> **Short problem 1**
List each line of the records below that contains the string "hull", matching case exactly.

> **Passage**
::::
Okay, so that first post of mine felt really cathartic and I felt cleansed. I might keep trying this whole blogging thing. It felt good just to WRITE, actually. I haven't taken the time to write something that wasn't academic in a long time.
I just got back from an hour of yoga and forty minutes of cardio at the gym (I don't do strength on yoga days, downward dog is all the strength training I need!).
I was thinking last night as I laid in bed about my whole process, my transformation. If you've read my first post, you know this has been years in the making. But this year, I feel brand new. I feel like a healthier person than I was when I was 131 lbs and running all the time. Now, I am only about 5 pounds heavier than that now, and it might not seem like much, but I can definitely notice that 5 pounds on my body. For someone with kind of screwed up self-esteem, it is hard to deal with. But, realistically and logically, I know my body is stronger and cleaner than it has ever been in my life!
::::
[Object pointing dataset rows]

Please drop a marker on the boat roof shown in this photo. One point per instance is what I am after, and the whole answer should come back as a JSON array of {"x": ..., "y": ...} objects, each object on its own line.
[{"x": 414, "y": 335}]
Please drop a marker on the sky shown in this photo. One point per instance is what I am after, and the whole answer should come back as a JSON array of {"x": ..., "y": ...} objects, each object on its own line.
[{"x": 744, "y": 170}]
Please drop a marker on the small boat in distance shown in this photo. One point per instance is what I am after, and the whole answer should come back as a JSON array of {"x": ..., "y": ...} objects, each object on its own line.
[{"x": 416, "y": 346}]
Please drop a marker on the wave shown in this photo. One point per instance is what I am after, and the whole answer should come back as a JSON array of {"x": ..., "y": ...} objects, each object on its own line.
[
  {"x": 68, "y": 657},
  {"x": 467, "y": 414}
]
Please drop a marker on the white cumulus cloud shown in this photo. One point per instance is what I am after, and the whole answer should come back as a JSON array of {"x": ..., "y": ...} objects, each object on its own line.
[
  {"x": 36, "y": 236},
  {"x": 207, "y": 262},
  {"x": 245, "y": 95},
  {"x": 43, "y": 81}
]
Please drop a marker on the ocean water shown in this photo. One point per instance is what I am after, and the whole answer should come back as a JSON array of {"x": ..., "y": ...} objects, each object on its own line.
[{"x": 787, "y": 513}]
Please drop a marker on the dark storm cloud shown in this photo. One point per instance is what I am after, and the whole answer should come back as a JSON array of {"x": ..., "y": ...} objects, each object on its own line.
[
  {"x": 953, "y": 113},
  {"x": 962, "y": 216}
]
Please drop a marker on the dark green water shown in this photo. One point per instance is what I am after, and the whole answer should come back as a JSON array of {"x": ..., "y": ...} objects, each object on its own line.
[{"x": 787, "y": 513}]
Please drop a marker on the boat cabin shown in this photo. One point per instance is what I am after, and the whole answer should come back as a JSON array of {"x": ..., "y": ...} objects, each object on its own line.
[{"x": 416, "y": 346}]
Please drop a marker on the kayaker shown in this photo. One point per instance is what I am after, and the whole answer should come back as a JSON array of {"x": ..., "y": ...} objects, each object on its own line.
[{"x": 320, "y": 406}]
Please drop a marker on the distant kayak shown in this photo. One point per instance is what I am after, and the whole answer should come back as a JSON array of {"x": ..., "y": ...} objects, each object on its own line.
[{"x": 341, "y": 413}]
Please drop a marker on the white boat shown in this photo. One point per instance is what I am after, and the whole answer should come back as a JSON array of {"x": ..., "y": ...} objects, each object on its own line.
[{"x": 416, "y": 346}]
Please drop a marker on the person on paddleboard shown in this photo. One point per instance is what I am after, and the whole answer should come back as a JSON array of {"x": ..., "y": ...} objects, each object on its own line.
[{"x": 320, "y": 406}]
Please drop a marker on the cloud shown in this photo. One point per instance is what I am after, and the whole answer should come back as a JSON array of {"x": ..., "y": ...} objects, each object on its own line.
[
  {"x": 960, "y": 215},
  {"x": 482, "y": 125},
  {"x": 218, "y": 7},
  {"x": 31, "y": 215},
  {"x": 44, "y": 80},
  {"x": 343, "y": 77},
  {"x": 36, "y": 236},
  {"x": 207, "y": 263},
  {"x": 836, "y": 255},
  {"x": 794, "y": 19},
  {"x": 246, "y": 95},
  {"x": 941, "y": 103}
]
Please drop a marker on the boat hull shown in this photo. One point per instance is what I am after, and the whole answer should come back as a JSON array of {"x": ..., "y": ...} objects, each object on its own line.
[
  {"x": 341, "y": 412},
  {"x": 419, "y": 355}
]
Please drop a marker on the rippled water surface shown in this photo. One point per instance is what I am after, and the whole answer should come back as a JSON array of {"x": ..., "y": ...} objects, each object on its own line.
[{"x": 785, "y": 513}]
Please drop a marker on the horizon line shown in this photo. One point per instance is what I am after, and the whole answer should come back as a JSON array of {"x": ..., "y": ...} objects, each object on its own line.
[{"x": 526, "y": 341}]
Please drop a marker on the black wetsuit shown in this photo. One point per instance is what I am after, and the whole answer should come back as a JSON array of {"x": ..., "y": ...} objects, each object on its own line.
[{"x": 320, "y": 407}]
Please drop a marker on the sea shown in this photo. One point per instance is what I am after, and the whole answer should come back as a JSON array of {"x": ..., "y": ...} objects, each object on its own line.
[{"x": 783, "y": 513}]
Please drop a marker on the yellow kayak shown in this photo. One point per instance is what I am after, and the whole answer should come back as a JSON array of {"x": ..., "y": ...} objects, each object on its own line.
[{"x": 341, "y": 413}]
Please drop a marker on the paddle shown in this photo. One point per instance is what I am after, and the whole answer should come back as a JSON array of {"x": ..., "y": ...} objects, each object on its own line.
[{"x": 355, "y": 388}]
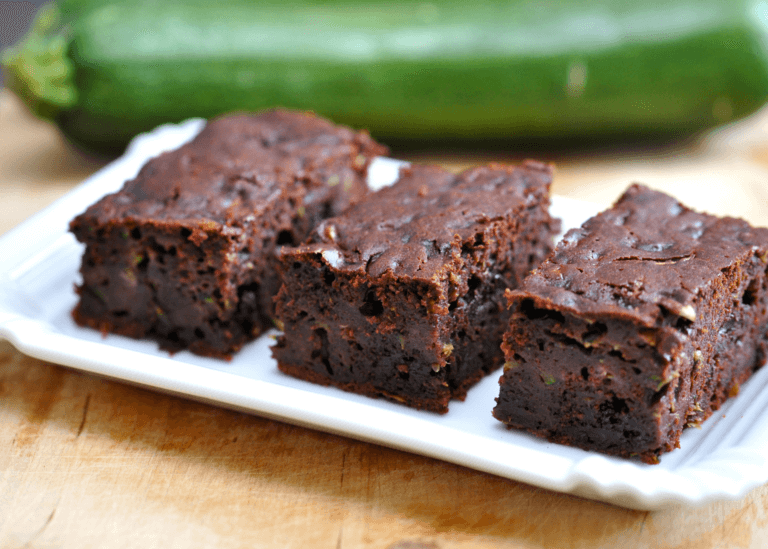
::::
> **Short problem 2**
In the blog post above, how long was the cardio session at the gym?

> **Exercise output 1**
Please drop a marker on the boat hull shown in this photo. One point per instance is what I am after, and the whole answer should come back as a JSON array of {"x": ..., "y": ...} objects, each object on its own line.

> **Exercise output 2**
Forty minutes.